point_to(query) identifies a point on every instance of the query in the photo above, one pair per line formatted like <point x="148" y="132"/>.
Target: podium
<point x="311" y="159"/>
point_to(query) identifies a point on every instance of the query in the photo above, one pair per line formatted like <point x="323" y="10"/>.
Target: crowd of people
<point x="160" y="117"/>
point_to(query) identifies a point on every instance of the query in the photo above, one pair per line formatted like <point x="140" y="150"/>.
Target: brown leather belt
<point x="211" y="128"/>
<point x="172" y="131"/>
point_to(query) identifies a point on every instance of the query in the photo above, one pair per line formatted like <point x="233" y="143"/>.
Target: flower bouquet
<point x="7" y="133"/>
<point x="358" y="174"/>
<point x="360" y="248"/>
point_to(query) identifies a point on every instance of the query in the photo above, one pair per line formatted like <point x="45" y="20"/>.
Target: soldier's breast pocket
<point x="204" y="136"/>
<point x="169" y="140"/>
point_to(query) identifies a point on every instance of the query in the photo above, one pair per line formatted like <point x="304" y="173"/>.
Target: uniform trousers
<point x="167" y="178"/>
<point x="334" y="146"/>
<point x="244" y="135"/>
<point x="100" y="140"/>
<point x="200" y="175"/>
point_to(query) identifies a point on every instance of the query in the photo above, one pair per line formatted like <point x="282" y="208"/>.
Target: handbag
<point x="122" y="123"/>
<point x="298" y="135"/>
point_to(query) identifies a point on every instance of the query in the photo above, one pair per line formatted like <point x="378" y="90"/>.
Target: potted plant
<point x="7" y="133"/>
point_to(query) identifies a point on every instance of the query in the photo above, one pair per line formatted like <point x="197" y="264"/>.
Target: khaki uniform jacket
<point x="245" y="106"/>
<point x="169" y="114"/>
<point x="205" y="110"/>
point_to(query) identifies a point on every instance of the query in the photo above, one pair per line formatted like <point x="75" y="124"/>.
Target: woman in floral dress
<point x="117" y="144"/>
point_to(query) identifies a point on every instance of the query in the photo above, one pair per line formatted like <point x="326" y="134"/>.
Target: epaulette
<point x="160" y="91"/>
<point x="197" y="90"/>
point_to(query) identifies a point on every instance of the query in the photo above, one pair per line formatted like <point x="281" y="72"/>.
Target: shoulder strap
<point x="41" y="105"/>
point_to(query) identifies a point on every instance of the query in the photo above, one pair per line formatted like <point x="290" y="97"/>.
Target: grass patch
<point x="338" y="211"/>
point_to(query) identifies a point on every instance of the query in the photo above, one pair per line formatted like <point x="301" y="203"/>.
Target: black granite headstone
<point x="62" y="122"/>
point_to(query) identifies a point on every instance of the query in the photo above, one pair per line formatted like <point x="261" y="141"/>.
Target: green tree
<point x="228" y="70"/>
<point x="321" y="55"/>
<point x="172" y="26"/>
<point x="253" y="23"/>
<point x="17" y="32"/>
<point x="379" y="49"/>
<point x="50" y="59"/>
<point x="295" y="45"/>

* * *

Exercise requirements: Give the listing again, word for word.

The completed task:
point_to(query) identifies a point on every instance of the query in the photo above, one pair per line formatted like <point x="148" y="132"/>.
Target: podium
<point x="311" y="159"/>
point_to(query) identifies a point on every instance of the query in the photo above, one pair per line formatted like <point x="323" y="10"/>.
Target: crowd of people
<point x="160" y="117"/>
point_to(query) identifies a point on every instance of the query in the photo above, one pair per line formatted like <point x="140" y="150"/>.
Target: brown leather belt
<point x="211" y="128"/>
<point x="172" y="131"/>
point_to(query) identifies a point on every instance of the query in the photo above, one pair per line formatted like <point x="233" y="143"/>.
Target: flower bouquet
<point x="7" y="133"/>
<point x="358" y="174"/>
<point x="360" y="248"/>
point_to(query) identifies a point on every instance of the query in the photo above, one pair per line formatted like <point x="45" y="20"/>.
Target: soldier's breast pocket
<point x="204" y="136"/>
<point x="169" y="140"/>
point_to(query) identifies a point on every instance of the query in the photo above, one pair per line formatted like <point x="304" y="173"/>.
Target: uniform trousers
<point x="167" y="178"/>
<point x="334" y="146"/>
<point x="244" y="135"/>
<point x="100" y="140"/>
<point x="200" y="175"/>
point_to(query) identifies a point on every instance of the query in the photo above, one pair per line formatted like <point x="282" y="208"/>.
Target: handbag
<point x="122" y="123"/>
<point x="298" y="135"/>
point_to(query) identifies a point on every instance of the query in the photo above, one pair per line formatted like <point x="378" y="90"/>.
Target: potted plant
<point x="7" y="133"/>
point_to(query) identifies a point on every instance of the query in the photo above, one pair per line formatted like <point x="197" y="264"/>.
Target: khaki uniform jacket
<point x="245" y="106"/>
<point x="169" y="114"/>
<point x="205" y="110"/>
point_to(query) identifies a point on every instance of the query in the photo above, one pair per line formatted like <point x="75" y="124"/>.
Target: woman in floral dress
<point x="117" y="144"/>
point_to(query) identifies a point on every instance of the query in the photo above, one pair per line formatted like <point x="326" y="134"/>.
Target: epaulette
<point x="160" y="91"/>
<point x="197" y="90"/>
point_to(query) identifies a point on every instance of the query in the photo above, one pair per line formatted like <point x="281" y="72"/>.
Target: shoulder strap
<point x="41" y="105"/>
point_to(query) identifies a point on every instance of the query in the photo above, one pair per line formatted like <point x="290" y="97"/>.
Target: grass patch
<point x="338" y="211"/>
point_to(query) identifies a point on every instance of the query in the photo above, one pair per line formatted like <point x="301" y="203"/>.
Target: black granite headstone
<point x="62" y="122"/>
point_to(query) identifies a point on every instance of the query in the photo above, one pair per line formatted like <point x="261" y="141"/>.
Target: green tree
<point x="228" y="70"/>
<point x="321" y="55"/>
<point x="172" y="26"/>
<point x="253" y="23"/>
<point x="17" y="32"/>
<point x="379" y="49"/>
<point x="50" y="59"/>
<point x="295" y="45"/>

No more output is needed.